## [TEXTO PROPORCIONADO]

_ _ _ _

Con su alegoría invencible, con su dignidad de niños vestidos a la última moda, puesto que si no tienen casas como se debe, su ropa es su casa mayor, y dentro de ella, alguien con poder suficiente para no dejarse humillar, alguien que se merece también regalos, como los hijos de los ricos.

Pero ellos están ahí, con sus ideas, puesto que se trata de ideas, para que los otros jóvenes de la ciudad, ingenuos e ignorantes de lo que ocurre mas allá de sus condominios, tengan por primera vez, no solo curiosidad y temor por muñequitos que ven en las pantallas, sino también como lo dice Aristóteles en su Poética, no solo temor, sino también compasión por los personajes y por ellos mismos, por su no futuro de jóvenes, mas fulminante que una epidemia.

_ _ _ _

## [ENTRADAS EXTRAÍDAS]
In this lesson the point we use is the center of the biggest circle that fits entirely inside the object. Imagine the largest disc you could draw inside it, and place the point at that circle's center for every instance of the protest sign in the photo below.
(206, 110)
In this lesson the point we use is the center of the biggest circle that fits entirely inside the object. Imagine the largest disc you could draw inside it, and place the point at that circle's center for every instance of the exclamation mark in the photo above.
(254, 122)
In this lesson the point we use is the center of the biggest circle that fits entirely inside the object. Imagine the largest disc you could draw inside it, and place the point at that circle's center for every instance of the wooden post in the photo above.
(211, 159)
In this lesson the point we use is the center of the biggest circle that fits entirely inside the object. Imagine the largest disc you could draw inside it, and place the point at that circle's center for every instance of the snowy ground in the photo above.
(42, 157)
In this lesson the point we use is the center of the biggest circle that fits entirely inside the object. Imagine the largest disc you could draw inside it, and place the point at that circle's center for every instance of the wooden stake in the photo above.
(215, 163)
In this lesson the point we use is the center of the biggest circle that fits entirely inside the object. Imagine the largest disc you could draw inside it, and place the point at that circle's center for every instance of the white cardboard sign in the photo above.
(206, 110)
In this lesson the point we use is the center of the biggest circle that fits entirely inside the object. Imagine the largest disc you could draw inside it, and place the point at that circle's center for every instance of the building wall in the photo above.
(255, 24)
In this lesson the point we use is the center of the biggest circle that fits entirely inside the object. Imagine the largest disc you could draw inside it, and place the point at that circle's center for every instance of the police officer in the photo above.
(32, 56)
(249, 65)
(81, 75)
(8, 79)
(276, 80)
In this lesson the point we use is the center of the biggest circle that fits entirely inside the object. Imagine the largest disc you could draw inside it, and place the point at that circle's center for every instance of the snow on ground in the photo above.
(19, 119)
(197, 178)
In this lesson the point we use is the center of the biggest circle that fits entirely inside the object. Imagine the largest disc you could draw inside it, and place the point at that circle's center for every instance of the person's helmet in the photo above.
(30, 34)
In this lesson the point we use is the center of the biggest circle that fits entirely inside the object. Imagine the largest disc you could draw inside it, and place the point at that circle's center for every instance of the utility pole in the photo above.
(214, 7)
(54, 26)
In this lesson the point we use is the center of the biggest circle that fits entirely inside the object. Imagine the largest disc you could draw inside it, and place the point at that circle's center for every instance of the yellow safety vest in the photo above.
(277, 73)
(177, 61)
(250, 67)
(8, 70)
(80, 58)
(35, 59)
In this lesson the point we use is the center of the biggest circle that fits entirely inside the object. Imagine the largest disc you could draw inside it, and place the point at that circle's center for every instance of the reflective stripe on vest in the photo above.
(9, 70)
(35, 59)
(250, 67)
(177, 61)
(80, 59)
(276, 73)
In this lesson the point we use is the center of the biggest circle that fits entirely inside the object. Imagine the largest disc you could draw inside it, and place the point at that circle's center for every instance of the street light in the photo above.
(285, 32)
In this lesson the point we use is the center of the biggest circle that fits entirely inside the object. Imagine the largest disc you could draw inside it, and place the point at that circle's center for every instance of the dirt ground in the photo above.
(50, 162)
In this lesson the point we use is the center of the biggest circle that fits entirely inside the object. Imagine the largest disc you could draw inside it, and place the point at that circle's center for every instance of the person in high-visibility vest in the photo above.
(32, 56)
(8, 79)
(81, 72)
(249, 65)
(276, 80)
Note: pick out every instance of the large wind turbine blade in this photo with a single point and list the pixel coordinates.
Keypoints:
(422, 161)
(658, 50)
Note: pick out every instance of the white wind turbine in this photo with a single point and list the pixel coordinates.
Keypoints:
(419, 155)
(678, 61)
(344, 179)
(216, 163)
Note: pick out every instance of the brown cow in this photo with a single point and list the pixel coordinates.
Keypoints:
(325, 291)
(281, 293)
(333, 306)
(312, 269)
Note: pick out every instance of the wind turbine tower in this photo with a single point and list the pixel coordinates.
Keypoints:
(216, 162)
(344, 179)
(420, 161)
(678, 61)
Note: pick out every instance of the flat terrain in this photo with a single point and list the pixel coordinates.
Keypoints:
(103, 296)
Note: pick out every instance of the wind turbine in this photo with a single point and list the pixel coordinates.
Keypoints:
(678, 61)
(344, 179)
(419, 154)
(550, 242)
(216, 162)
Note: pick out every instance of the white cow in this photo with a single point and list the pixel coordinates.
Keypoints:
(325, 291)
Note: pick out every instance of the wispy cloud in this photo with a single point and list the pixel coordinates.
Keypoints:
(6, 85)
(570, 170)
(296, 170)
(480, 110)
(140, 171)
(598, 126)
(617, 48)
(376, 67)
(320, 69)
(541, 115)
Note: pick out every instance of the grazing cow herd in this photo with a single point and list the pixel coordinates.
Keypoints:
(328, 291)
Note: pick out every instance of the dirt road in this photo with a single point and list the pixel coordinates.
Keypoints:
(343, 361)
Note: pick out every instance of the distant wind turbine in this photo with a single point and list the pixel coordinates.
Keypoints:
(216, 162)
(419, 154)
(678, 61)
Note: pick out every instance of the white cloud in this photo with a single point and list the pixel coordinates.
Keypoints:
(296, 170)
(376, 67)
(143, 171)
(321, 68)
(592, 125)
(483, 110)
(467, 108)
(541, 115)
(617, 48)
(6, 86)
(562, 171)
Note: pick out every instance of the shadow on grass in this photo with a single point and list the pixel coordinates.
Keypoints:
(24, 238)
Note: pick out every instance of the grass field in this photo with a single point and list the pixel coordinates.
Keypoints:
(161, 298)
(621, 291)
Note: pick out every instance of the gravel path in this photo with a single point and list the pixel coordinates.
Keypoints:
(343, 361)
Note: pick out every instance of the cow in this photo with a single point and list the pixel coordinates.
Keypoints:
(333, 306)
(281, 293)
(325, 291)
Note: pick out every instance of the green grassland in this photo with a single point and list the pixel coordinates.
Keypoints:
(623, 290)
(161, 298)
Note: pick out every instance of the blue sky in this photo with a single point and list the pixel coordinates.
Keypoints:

_ _ _ _

Responde estas preguntas con datos del texto proporcionado:
(a) Para los niños que no tienen casas como se debe, ¿qué es su ropa?
(b) ¿A qué autor y a qué obra cita el texto?
(c) ¿Más fulminante que qué se dice que es el no futuro de los jóvenes?

(a) Su casa mayor.
(b) A Aristóteles, en su Poética.
(c) Que una epidemia.